Aufgaben:
[a] Nenne alle Filmtitel, die im Textauszug vorkommen, und führe jeden nur einmal auf.
[b] Beantworte diese Fragen zum Textauszug, jede in einer eigenen Zeile:
(i) Was steht auf dem T-Shirt der großen, sehr dünnen Frau in Schwarz?
(ii) Vor welchem Gebäude findet die Fotosession statt?
(iii) Aus welchem Land kommt Martin McDonagh?
[c] Schreib aus dem Textauszug das Stück von „# taz.de -- Filmfestspiele“ bis „Zeichen der Justiz.“ wortgetreu ab.

Textauszug:
+ + + +

# taz.de -- Filmfestspiele in Venedig – Lidokino Teil 5: Recht postfaktisch
       
       > „Three Billboards Outside Ebbing, Missouri“ und „The Third Murder“:
       > Diesmal stehen die Filmfestspiele in Venedig im Zeichen der Justiz.
       
 (IMG) Bild: US-Schauspielerin Frances McDormand bei der Premiere von „Three Billboards Outside Ebbing, Missouri“
       
       Die Galas und Staraufgebote fallen für einen selbst in der Regel aus, weil
       man statt auf dem roten Teppich in der Schlange steht oder im Kino sitzt.
       Bei einer Fotosession vor der Sala Giardino fällt unter den Prominenten
       dann eine große, sehr dünne Frau in Schwarz auf, deren T-Shirt den weithin
       lesbaren Schriftzug „No Photos Please“ trägt. Gar nicht so einfach, der
       Versuchung zu widerstehen, um ein Foto zu bitten.
       
       Und im Kino? Da liefert der Ire Martin McDonagh in „Three Billboards
       Outside Ebbing, Missouri“ ein kohlenglühendes Stimmungsbild der
       US-amerikanischen Befindlichkeiten. McDonagh („Brügge sehen…und sterben?“)

+ + + +

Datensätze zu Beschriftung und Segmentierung
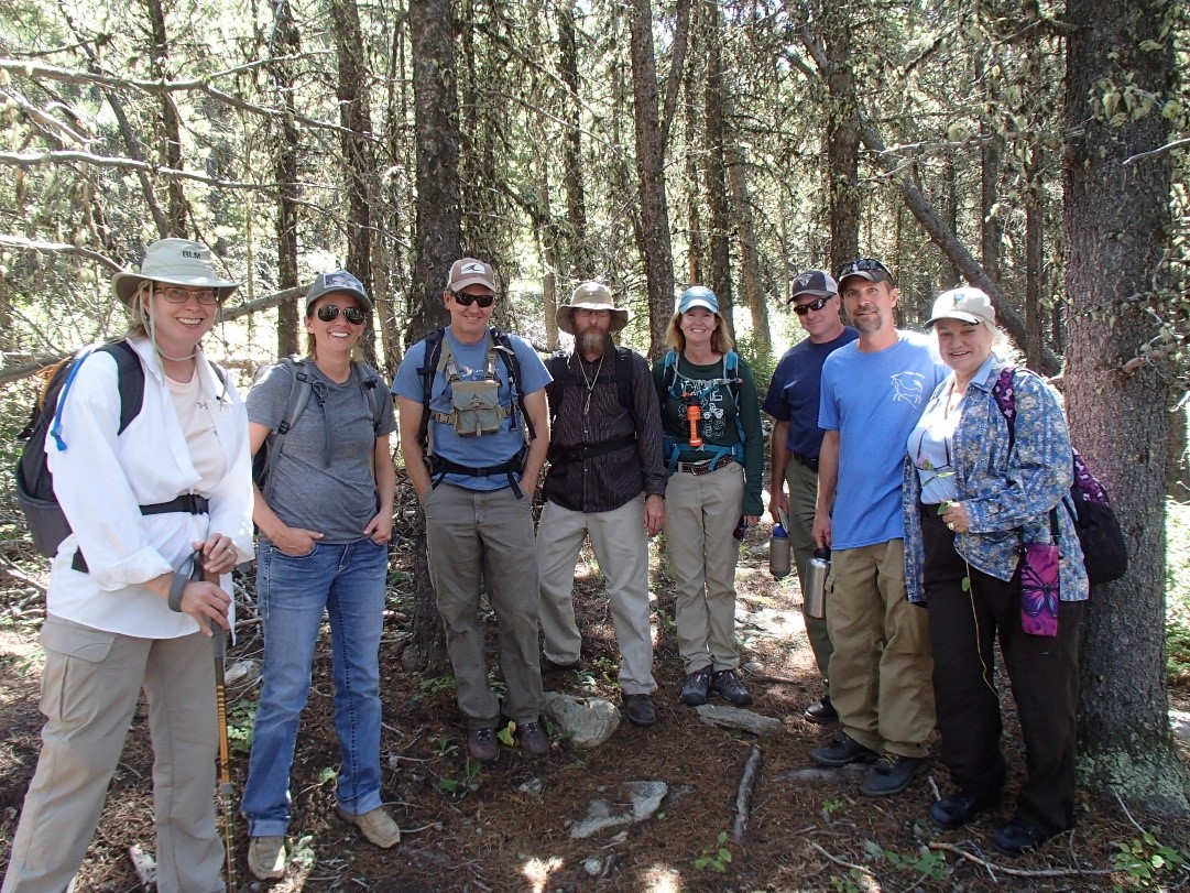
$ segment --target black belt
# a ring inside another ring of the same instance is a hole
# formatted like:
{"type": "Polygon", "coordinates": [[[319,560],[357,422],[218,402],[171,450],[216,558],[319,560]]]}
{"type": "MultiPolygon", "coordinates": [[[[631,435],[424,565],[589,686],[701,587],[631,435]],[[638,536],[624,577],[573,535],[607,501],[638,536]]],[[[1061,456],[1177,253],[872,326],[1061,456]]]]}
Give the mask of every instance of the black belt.
{"type": "Polygon", "coordinates": [[[718,472],[724,466],[729,466],[735,460],[731,455],[720,456],[716,460],[704,458],[702,462],[678,462],[677,470],[687,474],[710,474],[718,472]]]}
{"type": "Polygon", "coordinates": [[[816,458],[810,458],[809,456],[803,456],[800,452],[795,452],[794,454],[794,458],[797,460],[798,462],[801,462],[808,469],[810,469],[814,474],[818,474],[818,460],[816,458]]]}
{"type": "Polygon", "coordinates": [[[613,437],[610,441],[603,443],[594,443],[582,447],[557,447],[552,444],[550,447],[550,464],[552,466],[568,466],[572,462],[585,462],[589,458],[595,458],[596,456],[602,456],[608,452],[615,452],[616,450],[627,449],[628,447],[637,445],[635,435],[621,435],[620,437],[613,437]]]}
{"type": "MultiPolygon", "coordinates": [[[[211,501],[198,493],[183,493],[168,502],[152,502],[151,505],[138,506],[140,514],[171,514],[173,512],[184,512],[186,514],[206,514],[211,507],[211,501]]],[[[80,574],[89,573],[87,560],[82,557],[82,551],[75,549],[75,556],[70,561],[70,568],[80,574]]]]}

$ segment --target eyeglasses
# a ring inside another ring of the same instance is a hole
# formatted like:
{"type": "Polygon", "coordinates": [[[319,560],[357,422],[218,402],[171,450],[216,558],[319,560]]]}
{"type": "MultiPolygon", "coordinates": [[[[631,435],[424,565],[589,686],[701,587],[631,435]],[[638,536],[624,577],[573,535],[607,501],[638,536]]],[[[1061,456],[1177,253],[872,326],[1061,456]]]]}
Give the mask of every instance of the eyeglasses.
{"type": "Polygon", "coordinates": [[[368,314],[359,310],[359,307],[338,307],[333,304],[324,304],[318,308],[318,318],[324,323],[333,323],[339,318],[339,311],[343,311],[343,316],[347,318],[351,325],[363,325],[364,320],[368,319],[368,314]]]}
{"type": "Polygon", "coordinates": [[[219,304],[219,292],[214,288],[180,288],[178,286],[157,286],[154,288],[156,294],[159,294],[169,304],[186,304],[192,298],[198,299],[199,304],[207,307],[213,307],[219,304]]]}
{"type": "MultiPolygon", "coordinates": [[[[833,296],[834,295],[831,295],[831,298],[833,298],[833,296]]],[[[815,298],[809,304],[795,304],[794,305],[794,313],[796,313],[800,317],[804,317],[812,310],[814,312],[818,312],[818,311],[822,310],[822,307],[825,307],[827,304],[831,302],[831,298],[815,298]]]]}
{"type": "Polygon", "coordinates": [[[456,304],[461,304],[464,307],[470,307],[472,304],[478,304],[481,307],[490,307],[496,300],[496,295],[494,294],[466,294],[465,292],[451,292],[450,294],[456,304]]]}
{"type": "Polygon", "coordinates": [[[843,264],[843,267],[839,268],[839,271],[834,274],[834,277],[843,282],[844,279],[847,276],[854,276],[857,273],[882,273],[888,276],[890,282],[894,281],[889,268],[872,257],[859,257],[843,264]]]}

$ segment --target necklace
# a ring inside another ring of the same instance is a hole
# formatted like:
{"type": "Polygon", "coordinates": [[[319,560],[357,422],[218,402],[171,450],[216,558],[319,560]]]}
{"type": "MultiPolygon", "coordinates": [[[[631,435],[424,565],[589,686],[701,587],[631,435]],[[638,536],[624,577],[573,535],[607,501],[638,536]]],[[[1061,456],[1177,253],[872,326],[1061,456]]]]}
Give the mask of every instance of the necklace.
{"type": "Polygon", "coordinates": [[[583,374],[583,382],[587,385],[587,402],[583,404],[583,416],[589,413],[591,410],[591,392],[599,383],[599,374],[603,370],[603,357],[606,356],[607,356],[606,351],[600,355],[599,366],[595,367],[595,377],[588,379],[587,366],[585,363],[583,363],[583,358],[578,355],[578,352],[577,351],[575,352],[575,360],[578,362],[578,371],[583,374]]]}

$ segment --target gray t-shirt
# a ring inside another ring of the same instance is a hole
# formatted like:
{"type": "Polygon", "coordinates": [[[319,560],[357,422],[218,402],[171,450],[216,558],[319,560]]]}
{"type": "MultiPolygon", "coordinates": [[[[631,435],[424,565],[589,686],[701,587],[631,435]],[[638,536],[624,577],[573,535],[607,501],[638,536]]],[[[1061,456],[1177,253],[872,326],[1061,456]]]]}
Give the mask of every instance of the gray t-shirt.
{"type": "MultiPolygon", "coordinates": [[[[307,361],[313,392],[306,410],[286,435],[281,457],[269,473],[264,498],[290,527],[317,530],[324,543],[350,543],[376,516],[372,454],[376,438],[393,433],[396,419],[388,387],[378,376],[375,395],[381,408],[374,429],[364,381],[356,366],[344,383],[327,379],[307,361]],[[327,438],[330,443],[327,443],[327,438]]],[[[293,374],[284,363],[265,370],[248,395],[248,420],[276,431],[289,404],[293,374]]],[[[268,442],[261,449],[268,449],[268,442]]]]}

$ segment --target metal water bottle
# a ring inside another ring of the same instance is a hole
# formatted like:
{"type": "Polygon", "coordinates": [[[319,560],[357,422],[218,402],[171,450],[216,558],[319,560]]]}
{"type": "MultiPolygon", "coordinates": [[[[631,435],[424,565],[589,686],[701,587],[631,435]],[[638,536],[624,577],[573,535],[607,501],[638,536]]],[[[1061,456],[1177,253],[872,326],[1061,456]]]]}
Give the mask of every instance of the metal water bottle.
{"type": "Polygon", "coordinates": [[[772,535],[769,537],[769,573],[778,580],[789,576],[790,554],[789,533],[781,522],[777,522],[772,525],[772,535]]]}
{"type": "Polygon", "coordinates": [[[831,573],[831,550],[815,549],[806,574],[806,592],[802,601],[807,617],[821,620],[826,617],[826,577],[831,573]]]}

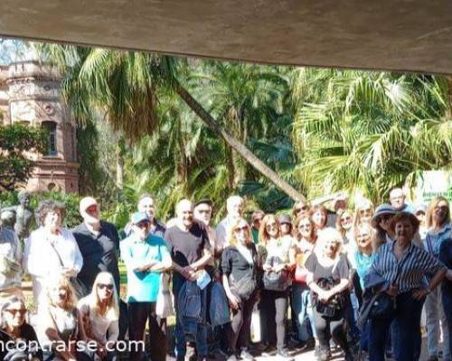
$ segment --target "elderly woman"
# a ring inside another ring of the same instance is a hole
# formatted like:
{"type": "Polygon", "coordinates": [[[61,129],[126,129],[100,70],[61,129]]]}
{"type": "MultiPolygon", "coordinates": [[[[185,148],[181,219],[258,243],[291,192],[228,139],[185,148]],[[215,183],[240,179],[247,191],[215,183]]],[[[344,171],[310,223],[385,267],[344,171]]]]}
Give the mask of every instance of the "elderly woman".
{"type": "Polygon", "coordinates": [[[265,216],[262,219],[259,239],[265,245],[267,251],[267,258],[263,264],[264,291],[262,292],[269,338],[266,354],[271,355],[274,352],[273,345],[276,338],[278,356],[289,357],[285,346],[285,338],[290,271],[295,265],[293,239],[281,236],[279,222],[272,214],[265,216]],[[275,281],[273,284],[270,284],[271,280],[275,281]]]}
{"type": "Polygon", "coordinates": [[[94,355],[80,349],[87,337],[69,279],[64,276],[50,279],[45,293],[47,302],[39,309],[37,329],[45,359],[81,361],[94,358],[94,355]]]}
{"type": "MultiPolygon", "coordinates": [[[[443,254],[440,255],[442,244],[452,237],[452,227],[450,225],[450,208],[447,199],[444,197],[433,199],[427,210],[427,226],[428,232],[424,240],[424,249],[436,258],[444,259],[446,265],[449,266],[447,260],[447,249],[443,248],[443,254]]],[[[418,218],[419,219],[419,218],[418,218]]],[[[439,326],[445,340],[450,337],[449,328],[447,327],[446,312],[449,312],[451,303],[441,301],[442,291],[446,291],[447,295],[447,284],[448,281],[443,282],[443,287],[438,288],[427,296],[425,301],[426,321],[427,321],[427,345],[428,349],[429,360],[438,360],[438,347],[439,340],[439,326]],[[446,287],[445,287],[446,285],[446,287]],[[444,307],[443,307],[444,306],[444,307]],[[441,325],[440,325],[441,323],[441,325]]],[[[450,294],[450,292],[448,292],[450,294]]],[[[450,349],[447,342],[444,344],[443,359],[450,361],[450,349]]]]}
{"type": "Polygon", "coordinates": [[[384,360],[384,346],[392,321],[396,361],[417,360],[420,356],[422,305],[426,296],[444,278],[446,268],[437,258],[413,245],[419,224],[413,214],[398,213],[390,225],[395,240],[382,245],[375,255],[372,272],[388,282],[385,292],[395,298],[397,308],[388,317],[371,319],[370,361],[384,360]],[[423,282],[426,275],[431,277],[428,287],[423,282]]]}
{"type": "Polygon", "coordinates": [[[64,206],[42,200],[36,209],[39,228],[25,245],[24,264],[32,275],[34,301],[40,306],[46,297],[43,285],[49,278],[64,275],[72,280],[83,264],[83,258],[72,234],[61,227],[64,206]]]}
{"type": "Polygon", "coordinates": [[[248,223],[237,219],[231,228],[229,246],[221,255],[222,282],[232,310],[231,357],[240,351],[242,360],[253,360],[249,352],[251,315],[258,293],[259,257],[248,223]]]}
{"type": "Polygon", "coordinates": [[[91,293],[79,301],[77,308],[88,339],[97,345],[98,359],[112,360],[115,355],[108,349],[113,349],[119,334],[119,303],[111,273],[99,273],[91,293]]]}
{"type": "Polygon", "coordinates": [[[26,312],[22,298],[13,296],[3,303],[0,310],[0,344],[10,346],[9,350],[0,347],[0,360],[13,358],[13,355],[24,357],[20,359],[42,359],[36,333],[25,320],[26,312]],[[14,347],[14,344],[17,348],[14,347]],[[24,345],[26,346],[25,349],[22,348],[24,345]]]}
{"type": "MultiPolygon", "coordinates": [[[[294,224],[295,252],[297,268],[292,284],[291,307],[295,313],[295,321],[298,340],[306,342],[314,337],[316,340],[314,316],[312,313],[311,297],[306,284],[307,270],[305,263],[314,252],[316,236],[314,223],[309,215],[297,218],[294,224]],[[307,319],[309,322],[307,322],[307,319]]],[[[318,342],[316,342],[318,344],[318,342]]]]}
{"type": "Polygon", "coordinates": [[[345,353],[345,360],[353,359],[344,329],[345,297],[348,288],[348,262],[340,251],[341,235],[333,228],[322,232],[318,252],[306,260],[307,285],[311,289],[315,304],[314,319],[320,342],[319,359],[331,356],[330,337],[345,353]]]}

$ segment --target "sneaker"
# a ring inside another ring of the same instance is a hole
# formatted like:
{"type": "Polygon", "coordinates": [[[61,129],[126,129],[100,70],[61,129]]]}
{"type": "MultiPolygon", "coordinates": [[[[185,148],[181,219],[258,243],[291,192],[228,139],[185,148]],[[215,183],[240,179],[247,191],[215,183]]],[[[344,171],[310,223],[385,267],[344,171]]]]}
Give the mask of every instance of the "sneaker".
{"type": "Polygon", "coordinates": [[[278,358],[284,358],[286,360],[293,360],[294,357],[289,354],[287,348],[279,348],[277,353],[278,358]]]}
{"type": "Polygon", "coordinates": [[[254,356],[246,349],[241,350],[240,358],[245,361],[254,361],[254,356]]]}
{"type": "Polygon", "coordinates": [[[269,357],[270,356],[275,356],[277,354],[277,347],[268,345],[265,350],[262,352],[264,357],[269,357]]]}
{"type": "Polygon", "coordinates": [[[328,361],[331,357],[331,351],[329,348],[321,348],[318,356],[319,361],[328,361]]]}

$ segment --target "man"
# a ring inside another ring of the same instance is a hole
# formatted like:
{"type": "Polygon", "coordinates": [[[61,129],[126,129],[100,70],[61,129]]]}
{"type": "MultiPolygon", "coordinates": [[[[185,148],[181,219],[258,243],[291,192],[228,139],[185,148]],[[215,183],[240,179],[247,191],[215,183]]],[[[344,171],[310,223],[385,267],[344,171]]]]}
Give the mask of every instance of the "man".
{"type": "MultiPolygon", "coordinates": [[[[162,222],[155,218],[155,202],[154,201],[154,198],[149,193],[144,193],[140,196],[138,199],[137,209],[138,212],[145,212],[147,214],[150,222],[149,232],[163,238],[166,227],[162,222]]],[[[132,231],[131,226],[132,224],[128,223],[124,227],[124,233],[126,234],[126,236],[130,236],[130,233],[132,231]]]]}
{"type": "MultiPolygon", "coordinates": [[[[176,324],[174,329],[177,360],[184,360],[186,353],[185,335],[178,315],[179,291],[186,282],[197,280],[197,272],[212,261],[212,249],[204,227],[193,221],[193,204],[188,199],[177,203],[175,225],[165,234],[173,259],[173,292],[175,301],[176,324]]],[[[196,349],[201,359],[207,356],[207,328],[197,325],[196,349]]]]}
{"type": "Polygon", "coordinates": [[[100,207],[92,197],[80,200],[80,212],[83,222],[72,229],[83,257],[83,267],[77,275],[79,297],[88,295],[99,272],[109,272],[119,292],[118,256],[119,237],[114,225],[100,220],[100,207]]]}
{"type": "Polygon", "coordinates": [[[193,217],[197,221],[202,223],[205,226],[205,230],[207,232],[207,236],[209,236],[211,247],[213,251],[216,251],[216,234],[215,230],[211,227],[212,208],[212,202],[211,199],[201,199],[194,204],[193,217]]]}
{"type": "Polygon", "coordinates": [[[22,247],[11,229],[0,226],[0,306],[11,296],[22,293],[22,247]]]}
{"type": "Polygon", "coordinates": [[[231,196],[226,200],[226,210],[228,214],[217,226],[217,250],[222,252],[227,245],[227,239],[232,223],[242,217],[243,199],[240,196],[231,196]]]}
{"type": "Polygon", "coordinates": [[[259,230],[260,228],[260,222],[262,222],[265,213],[261,209],[255,210],[251,215],[251,234],[255,245],[259,243],[259,230]]]}
{"type": "MultiPolygon", "coordinates": [[[[121,242],[121,257],[127,269],[129,339],[143,340],[149,320],[149,351],[155,361],[166,359],[166,320],[155,315],[160,273],[171,267],[165,240],[149,233],[151,222],[146,212],[132,215],[132,233],[121,242]]],[[[140,360],[141,352],[130,359],[140,360]]]]}
{"type": "Polygon", "coordinates": [[[408,203],[405,203],[405,192],[401,188],[393,188],[390,191],[390,203],[398,212],[410,212],[414,214],[414,208],[408,203]]]}

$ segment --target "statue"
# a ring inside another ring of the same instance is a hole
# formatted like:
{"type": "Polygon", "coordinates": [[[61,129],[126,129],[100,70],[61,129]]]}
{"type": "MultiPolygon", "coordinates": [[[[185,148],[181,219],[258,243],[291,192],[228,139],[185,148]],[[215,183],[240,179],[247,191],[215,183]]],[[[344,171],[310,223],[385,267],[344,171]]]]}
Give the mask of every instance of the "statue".
{"type": "Polygon", "coordinates": [[[34,211],[30,207],[30,193],[21,190],[17,195],[19,204],[17,206],[6,207],[1,210],[2,224],[5,225],[4,218],[6,218],[5,227],[12,227],[14,218],[11,212],[15,213],[15,222],[14,227],[15,235],[20,240],[24,240],[30,236],[30,227],[34,218],[34,211]]]}

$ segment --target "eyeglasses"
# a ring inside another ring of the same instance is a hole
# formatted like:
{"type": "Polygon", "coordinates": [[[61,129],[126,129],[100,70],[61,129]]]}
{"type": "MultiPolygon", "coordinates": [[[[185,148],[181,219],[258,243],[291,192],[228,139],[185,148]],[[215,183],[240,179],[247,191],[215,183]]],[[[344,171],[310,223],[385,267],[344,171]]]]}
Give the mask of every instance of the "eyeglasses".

+ + + +

Lösungen im Einzelnen:
[a]
„Three Billboards Outside Ebbing, Missouri“
„The Third Murder“
„Brügge sehen…und sterben?“

[b]
(i) „No Photos Please“
(ii) Vor der Sala Giardino
(iii) Aus Irland

[c]
# taz.de -- Filmfestspiele in Venedig – Lidokino Teil 5: Recht postfaktisch
       
       > „Three Billboards Outside Ebbing, Missouri“ und „The Third Murder“:
       > Diesmal stehen die Filmfestspiele in Venedig im Zeichen der Justiz.